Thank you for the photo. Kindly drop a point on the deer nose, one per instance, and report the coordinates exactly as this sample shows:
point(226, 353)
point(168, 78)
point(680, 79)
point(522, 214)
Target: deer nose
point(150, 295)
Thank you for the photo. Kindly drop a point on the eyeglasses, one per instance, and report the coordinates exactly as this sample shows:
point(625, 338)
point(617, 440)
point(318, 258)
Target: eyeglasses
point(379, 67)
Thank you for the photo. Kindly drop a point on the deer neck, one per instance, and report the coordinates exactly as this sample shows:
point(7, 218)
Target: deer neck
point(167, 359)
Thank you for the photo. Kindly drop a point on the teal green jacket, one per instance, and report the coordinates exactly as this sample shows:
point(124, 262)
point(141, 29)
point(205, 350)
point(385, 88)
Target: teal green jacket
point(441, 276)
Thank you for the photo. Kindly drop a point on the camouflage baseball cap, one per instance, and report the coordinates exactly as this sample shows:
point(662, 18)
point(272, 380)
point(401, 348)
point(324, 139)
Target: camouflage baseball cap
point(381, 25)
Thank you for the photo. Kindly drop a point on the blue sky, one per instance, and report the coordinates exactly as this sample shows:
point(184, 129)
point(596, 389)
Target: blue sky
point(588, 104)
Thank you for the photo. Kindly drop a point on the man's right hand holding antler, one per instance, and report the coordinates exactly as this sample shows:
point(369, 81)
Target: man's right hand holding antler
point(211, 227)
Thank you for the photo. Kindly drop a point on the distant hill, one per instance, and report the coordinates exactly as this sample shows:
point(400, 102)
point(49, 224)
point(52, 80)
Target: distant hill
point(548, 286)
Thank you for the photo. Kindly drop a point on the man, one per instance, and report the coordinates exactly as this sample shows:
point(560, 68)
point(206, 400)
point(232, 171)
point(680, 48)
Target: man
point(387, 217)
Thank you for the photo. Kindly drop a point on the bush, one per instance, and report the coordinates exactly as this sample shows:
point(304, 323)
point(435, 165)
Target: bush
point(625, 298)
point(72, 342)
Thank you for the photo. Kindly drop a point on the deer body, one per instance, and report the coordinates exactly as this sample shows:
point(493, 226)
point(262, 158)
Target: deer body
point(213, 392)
• • •
Rewrite the material from the line containing "deer neck, one" through the line containing "point(167, 359)", both lines included and the request text retained. Increase every coordinate in the answers by 107, and leave the request wording and its sample points unchanged.

Thank you for the photo. Kindly drop a point on the deer neck, one per instance, and report the coordinates exactly as this sample shows:
point(7, 218)
Target: deer neck
point(274, 466)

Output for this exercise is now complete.